Text under study ->

....................

SPEAKER_02:Well, I just can tell you the a small experience I had last month. Um Russian TV came to came to interview me. Right, and they watched a podcast, I guess this goes all over the world, uh Joe Rogan and Mel Gibson.
SPEAKER_01:Right.
SPEAKER_02:And Gibson went on that podcast and said, Yeah, I got three friends with stage four cancer. They took ivermectin, fenbendazole, and I don't know, methylene blue or whatever. They're all cured.
SPEAKER_01:Yeah.
SPEAKER_02:And the interview the interviewer asked me and said, What do you think about that? I said, I only take in information from peer-reviewed papers and established journals.
SPEAKER_01:Right.
SPEAKER_02:That was my answer. So Mel Gibson can say anything he wants, and if it's really true, it should be published.
unknown:Right.
SPEAKER_02:And it should and it should be vetted by peer review. I mean, if that's a very spectacular result, and that guy is gonna sit there with that ridiculous smile he has and and tell us uh this is the truth. Um I don't think that's responsible at all. Agreed.
SPEAKER_00:Especially when somebody has a voice that you know people will listen to for whatever reason, whether you're uh he's a movie actor. Exactly.
SPEAKER_02:There's nothing that makes him an expert on cancer, right?

....................

Provided material ->

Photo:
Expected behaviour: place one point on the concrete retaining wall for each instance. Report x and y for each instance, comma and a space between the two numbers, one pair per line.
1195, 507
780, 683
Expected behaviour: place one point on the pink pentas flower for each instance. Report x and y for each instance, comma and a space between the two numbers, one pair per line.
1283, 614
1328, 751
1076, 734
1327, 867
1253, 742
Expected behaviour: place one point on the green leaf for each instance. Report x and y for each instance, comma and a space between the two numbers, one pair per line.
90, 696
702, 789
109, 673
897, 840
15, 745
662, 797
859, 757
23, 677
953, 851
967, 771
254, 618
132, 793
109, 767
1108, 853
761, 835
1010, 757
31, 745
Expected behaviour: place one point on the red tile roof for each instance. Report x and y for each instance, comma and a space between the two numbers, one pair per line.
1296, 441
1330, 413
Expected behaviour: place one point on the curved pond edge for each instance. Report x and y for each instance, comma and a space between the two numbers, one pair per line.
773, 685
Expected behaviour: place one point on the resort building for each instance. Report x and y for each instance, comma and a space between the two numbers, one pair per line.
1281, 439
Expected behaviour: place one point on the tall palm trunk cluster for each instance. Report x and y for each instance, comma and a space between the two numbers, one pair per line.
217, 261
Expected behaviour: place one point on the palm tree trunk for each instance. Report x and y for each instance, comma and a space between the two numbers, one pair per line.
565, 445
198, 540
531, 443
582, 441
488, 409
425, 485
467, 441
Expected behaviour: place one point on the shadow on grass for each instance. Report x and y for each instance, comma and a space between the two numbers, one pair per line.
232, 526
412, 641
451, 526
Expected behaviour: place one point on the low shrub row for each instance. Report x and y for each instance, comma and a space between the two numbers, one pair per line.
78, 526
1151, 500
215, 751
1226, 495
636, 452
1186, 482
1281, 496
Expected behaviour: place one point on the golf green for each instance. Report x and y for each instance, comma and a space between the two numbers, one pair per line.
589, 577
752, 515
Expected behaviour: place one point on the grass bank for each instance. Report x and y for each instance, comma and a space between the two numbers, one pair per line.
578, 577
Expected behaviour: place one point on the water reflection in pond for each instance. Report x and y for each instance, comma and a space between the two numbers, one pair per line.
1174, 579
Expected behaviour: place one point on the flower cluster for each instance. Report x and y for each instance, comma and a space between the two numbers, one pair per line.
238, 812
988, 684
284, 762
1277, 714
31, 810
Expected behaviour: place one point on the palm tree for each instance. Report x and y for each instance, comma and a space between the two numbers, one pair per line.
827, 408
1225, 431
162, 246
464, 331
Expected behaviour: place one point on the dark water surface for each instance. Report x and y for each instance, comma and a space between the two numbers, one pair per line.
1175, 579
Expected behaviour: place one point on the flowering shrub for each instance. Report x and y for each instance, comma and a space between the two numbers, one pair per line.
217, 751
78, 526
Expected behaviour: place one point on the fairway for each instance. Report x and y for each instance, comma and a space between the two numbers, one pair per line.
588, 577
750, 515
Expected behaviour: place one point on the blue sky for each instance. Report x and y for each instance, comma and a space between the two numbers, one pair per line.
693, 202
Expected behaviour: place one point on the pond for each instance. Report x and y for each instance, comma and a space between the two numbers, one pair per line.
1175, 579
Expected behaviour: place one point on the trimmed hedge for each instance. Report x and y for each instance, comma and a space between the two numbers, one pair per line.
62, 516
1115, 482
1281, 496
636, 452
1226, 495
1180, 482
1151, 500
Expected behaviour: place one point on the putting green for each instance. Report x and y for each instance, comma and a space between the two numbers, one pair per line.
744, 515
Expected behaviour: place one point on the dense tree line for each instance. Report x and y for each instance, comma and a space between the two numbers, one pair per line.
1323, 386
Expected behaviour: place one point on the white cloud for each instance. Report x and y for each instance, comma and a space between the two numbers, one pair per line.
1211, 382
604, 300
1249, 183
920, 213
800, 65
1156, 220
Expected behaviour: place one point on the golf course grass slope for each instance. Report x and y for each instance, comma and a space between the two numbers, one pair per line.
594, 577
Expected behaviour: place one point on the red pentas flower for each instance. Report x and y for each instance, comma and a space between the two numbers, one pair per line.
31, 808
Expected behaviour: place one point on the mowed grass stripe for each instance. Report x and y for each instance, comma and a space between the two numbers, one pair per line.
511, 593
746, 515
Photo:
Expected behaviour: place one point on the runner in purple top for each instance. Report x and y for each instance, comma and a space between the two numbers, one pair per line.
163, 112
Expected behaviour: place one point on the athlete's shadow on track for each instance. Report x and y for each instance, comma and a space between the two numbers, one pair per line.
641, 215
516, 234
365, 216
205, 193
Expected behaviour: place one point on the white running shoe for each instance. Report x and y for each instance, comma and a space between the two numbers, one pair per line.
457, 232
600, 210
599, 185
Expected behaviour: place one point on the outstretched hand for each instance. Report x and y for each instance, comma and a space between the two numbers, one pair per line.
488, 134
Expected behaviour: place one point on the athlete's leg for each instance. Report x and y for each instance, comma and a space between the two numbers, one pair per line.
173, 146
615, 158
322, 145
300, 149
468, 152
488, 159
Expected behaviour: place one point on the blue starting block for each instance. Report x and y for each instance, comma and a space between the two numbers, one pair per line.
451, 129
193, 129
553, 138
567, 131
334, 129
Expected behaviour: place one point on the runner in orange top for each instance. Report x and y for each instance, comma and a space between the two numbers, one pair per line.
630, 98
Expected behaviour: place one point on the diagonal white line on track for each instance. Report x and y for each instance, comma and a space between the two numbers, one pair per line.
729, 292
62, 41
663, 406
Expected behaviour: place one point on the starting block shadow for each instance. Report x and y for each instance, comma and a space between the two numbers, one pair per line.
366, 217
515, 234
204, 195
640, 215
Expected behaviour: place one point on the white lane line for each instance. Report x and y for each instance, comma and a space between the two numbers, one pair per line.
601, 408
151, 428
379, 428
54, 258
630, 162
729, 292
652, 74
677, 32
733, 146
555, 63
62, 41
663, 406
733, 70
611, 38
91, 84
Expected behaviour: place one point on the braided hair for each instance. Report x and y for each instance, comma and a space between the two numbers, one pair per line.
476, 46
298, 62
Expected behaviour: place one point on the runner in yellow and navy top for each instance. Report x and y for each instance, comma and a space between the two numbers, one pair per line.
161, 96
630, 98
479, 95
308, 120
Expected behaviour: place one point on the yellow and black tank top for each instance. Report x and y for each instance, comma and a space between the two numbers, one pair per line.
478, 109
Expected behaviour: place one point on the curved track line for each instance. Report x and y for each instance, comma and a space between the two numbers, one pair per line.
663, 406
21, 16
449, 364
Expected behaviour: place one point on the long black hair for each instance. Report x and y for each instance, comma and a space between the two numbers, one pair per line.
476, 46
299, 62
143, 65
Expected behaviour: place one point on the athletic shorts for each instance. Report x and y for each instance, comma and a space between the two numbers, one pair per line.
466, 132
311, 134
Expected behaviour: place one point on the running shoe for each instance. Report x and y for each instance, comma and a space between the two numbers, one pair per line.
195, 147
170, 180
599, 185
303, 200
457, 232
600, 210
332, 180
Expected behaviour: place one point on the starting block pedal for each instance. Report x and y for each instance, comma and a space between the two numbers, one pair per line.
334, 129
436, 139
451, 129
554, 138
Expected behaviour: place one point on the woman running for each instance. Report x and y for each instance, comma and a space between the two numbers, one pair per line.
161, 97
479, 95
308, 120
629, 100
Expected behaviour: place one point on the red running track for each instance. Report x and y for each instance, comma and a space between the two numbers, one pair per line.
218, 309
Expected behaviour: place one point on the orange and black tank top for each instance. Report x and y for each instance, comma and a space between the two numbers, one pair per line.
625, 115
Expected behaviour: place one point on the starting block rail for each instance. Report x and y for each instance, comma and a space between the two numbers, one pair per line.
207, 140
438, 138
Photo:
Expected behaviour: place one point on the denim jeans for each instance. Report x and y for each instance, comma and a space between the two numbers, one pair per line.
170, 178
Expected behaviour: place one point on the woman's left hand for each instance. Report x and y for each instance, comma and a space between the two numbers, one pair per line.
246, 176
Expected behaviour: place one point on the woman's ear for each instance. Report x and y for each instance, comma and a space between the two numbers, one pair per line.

....................

Exercise objective ->
Decide whether each statement below agrees with the transcript. Answer yes or no for each, and quote the words from the transcript that settle it.
1. On the podcast, Mel Gibson said he had three friends with stage four cancer.
2. The person whom Russian TV interviewed said they take in information from podcasts.
3. The Russian TV interview happened last year.

Task output ->
1. Yes: "I got three friends with stage four cancer."
2. No: "I only take in information from peer-reviewed papers and established journals."
3. No: "a small experience I had last month."